KUTIPAN TEKS:

Kaskus

News

annisaputrieAvatar border
TS
annisaputrie
Pilkada Serentak 2018: Signal Awal Perpisahan Jokowi-Megawati?
Pilkada Serentak 2018: Signal Awal Perpisahan Jokowi-Megawati?


Pilkada Serentak 2018: Signal Awal Perpisahan Jokowi-Megawati?
 07 Jan 2018 18:49 


Signal Jokowi akan berpisah dengan Megawati (PDIP) kian jelas. Penunjukkan nama kandidat dan pilihan koalisi partai dalam pilkada serentak di berbagai provinsi, menunjukkan dua sekutu itu mulai bersimpang jalan.


PDIP di berbagai wilayah penting seperti Jawa, Sumatera, termasuk Sulawesi mengusung kandidat dan berkoalisi dengan partai yang berbeda dengan partai pendukung Jokowi. PDIP bahkan tidak segan untuk berkoalisi atau mencoba membangun koalisi dengan partai oposisi seperti Gerindra dan PKS.


Kesan tersebut sudah muncul dengan sangat kuat sejak dimulainya proses penjajakan koalisi. PDIP menghindari kandidat yang didukung Jokowi, begitu pula sebaliknya.


Pilihan semacam itu tentu agak mengherankan mengingat Jokowi sejak mulai dari pencalonan sebagai Walikota Solo, Gubernur DKI Jakarta, sampai menjadi presiden, atas dukungan PDIP.


Kendati bukan kader PDIP sejak awal (mualaf), namun setelah terpilih menjadi walikota Solo, Jokowi memutuskan menjadi kader partai. Dalam bahasa Megawati, Jokowi menjadi petugas partai. Tidak pada tempatnya pilihan politiknya berbeda dengan garis partai.


Tanda awal yang sangat nyata, adalah keputusan Jokowi mengizinkan Khofifah berlaga di Pilkada Jawa Timur (Jatim) menantang Saifullah Yusuf (Gus Ipul). Padahal Gus Ipul yang berpasangan dengan Abdullah Azwar Anas diusung oleh PKB-PDIP, dan kemungkinan besar PKS. Untuk mengusung pasangan ini PDIP bahkan rela tidak menempatkan kader aslinya. Mereka mengakuisisi Azwar Anas yang semula kader PKB.


Dengan mengusung Khofifah (Demokrat-Golkar) risiko politik yang dipertaruhkan Jokowi tidak kecil. Dia berpotensi kehilangan dukungan dari sebagian besar ulama sepuh NU yang sejak awal, bulat mendukung Gus Ipul. Dukungan para ulama sepuh NU ini sangat penting bagi Jokowi. Dia tengah menghadapi oposisi kuat dari kelompok muslim perkotaan yang tergabung dalam GNPF Ulama.

ENTRI DATA:
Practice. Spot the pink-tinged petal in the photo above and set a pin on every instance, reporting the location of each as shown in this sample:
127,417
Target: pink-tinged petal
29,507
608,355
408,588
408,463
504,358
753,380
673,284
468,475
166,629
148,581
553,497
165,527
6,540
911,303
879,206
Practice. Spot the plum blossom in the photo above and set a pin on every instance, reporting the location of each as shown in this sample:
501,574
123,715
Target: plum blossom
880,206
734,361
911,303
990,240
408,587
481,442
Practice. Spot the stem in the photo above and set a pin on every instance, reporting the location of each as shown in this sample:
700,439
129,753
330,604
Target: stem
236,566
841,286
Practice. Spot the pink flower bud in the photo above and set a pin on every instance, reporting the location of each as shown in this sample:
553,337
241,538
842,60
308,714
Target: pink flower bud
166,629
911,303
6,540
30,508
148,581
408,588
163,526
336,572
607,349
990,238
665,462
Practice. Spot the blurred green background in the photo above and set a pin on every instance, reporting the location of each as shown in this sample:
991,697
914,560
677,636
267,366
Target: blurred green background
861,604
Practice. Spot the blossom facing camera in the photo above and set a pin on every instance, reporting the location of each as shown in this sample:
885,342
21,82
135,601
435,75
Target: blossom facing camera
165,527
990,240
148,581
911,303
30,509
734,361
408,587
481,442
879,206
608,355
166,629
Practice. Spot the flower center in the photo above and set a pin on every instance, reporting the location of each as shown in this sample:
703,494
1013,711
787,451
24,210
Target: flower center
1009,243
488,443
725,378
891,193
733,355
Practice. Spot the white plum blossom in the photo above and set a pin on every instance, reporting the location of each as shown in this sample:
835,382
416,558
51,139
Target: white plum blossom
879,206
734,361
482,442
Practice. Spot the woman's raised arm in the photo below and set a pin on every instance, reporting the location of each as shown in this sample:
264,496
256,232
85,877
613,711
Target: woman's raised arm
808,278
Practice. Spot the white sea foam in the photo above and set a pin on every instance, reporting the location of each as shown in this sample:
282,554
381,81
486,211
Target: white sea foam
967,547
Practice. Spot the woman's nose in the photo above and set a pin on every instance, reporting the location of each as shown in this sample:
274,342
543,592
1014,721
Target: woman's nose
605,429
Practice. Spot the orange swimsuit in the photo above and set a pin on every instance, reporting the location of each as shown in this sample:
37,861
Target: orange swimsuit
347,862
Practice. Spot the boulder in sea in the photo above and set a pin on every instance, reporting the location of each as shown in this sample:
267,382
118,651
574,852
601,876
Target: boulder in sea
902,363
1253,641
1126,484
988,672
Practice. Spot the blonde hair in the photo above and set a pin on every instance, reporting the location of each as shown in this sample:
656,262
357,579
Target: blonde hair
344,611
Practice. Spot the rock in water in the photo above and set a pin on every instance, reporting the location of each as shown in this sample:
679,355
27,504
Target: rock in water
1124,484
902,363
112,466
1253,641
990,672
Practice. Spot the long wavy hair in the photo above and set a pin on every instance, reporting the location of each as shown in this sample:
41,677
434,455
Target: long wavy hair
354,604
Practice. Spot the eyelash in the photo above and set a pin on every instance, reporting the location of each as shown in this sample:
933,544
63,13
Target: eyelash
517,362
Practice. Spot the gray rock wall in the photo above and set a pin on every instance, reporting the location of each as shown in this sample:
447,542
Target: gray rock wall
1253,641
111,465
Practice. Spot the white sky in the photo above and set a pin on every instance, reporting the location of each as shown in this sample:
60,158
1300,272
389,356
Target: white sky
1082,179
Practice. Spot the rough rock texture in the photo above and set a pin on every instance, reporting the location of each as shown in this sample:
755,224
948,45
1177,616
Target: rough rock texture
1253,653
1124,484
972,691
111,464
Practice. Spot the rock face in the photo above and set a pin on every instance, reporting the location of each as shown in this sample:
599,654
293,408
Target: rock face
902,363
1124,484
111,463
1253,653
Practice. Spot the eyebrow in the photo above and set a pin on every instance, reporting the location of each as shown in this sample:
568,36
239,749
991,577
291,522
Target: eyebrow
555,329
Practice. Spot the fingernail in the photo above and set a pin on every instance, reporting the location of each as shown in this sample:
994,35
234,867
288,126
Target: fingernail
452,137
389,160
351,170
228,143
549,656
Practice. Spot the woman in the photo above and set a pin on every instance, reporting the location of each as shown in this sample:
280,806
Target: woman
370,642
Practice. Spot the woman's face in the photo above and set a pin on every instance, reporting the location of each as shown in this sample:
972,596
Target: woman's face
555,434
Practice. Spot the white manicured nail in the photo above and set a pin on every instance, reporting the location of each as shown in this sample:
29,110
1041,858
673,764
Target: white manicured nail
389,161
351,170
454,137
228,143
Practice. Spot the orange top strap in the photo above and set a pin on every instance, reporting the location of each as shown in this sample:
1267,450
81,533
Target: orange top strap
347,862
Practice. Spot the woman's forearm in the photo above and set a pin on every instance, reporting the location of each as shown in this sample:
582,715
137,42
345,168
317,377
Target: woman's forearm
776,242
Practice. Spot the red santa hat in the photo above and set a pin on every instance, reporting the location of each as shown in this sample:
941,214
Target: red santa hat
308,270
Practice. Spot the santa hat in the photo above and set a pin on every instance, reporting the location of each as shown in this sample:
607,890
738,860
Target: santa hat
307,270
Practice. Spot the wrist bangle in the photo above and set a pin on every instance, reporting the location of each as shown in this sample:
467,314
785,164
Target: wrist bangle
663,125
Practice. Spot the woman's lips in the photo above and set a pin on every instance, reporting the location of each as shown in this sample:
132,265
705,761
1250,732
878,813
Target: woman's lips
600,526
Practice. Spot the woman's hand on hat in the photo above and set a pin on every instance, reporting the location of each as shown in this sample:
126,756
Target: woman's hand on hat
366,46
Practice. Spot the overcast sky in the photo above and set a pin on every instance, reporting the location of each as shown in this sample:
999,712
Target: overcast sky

YANG DIMINTA: Lanjutkan teks tentang Pilkada Serentak 2018 dan renggangnya Jokowi dengan Megawati, mulai setelah kalimat terakhirnya. Data ini tidak ada hubungannya dengan teks.

JAWABAN YANG DIHARAPKAN:
Di Jawa Barat (Jabar) Jokowi sudah lebih dahulu menjatuhkan pilihan ke Ridwan Kamil (RK) sebagai cagub. Bahwa RK merupakan “orang” Jokowi tidak hanya terlihat dari kedekatan personal keduanya, namun juga dari partai pengusungnya. Yang paling awal mengusung RK adalah Nasdem, kemudian disusul PKB, dan PPP. Koalisi Jokower makin terlihat nyata, ketika Golkar bergabung dan mencampakkan Ketua Umum DPD I Golkar Jabar Dedi Mulyadi (Demul).


Dengan komitmen RK untuk mengamankan pencapresan Jokowi, seharusnya PDIP bergabung dengan koalisi tersebut, untuk memperkuat dan memastikan kemenangan RK. Alih-alih mendukung, PDIP malah bersuara miring terhadap RK.


Sekjen PDIP Hasto Kristiyanto secara tegas menyatakan bahwa kinerja RK tidaklah cemerlang. Kualitas kepemimpinan dan keberhasilannya sebagai kepala daerah, masih jauh dibandingkan dengan Walikota Surabaya Risma Triharini dan Walikota Bogor Bima Arya Sugiarto. Karena itu PDIP tidak akan mendukung RK.


PDIP malah secara gencar melakukan pendekatan ke Netty Heryawan, istri dari Gubernur Jabar Ahmad Heryawan. Sebagai kader PKS Netty menolak dan lebih memilih taat mendukung pilihan partai yang mengusung Deddy Mizwar-Syaichu. Tak putus asa, Hasto sempat menyatakan terbuka bagi PDIP untuk berkoalisi dengan PKS.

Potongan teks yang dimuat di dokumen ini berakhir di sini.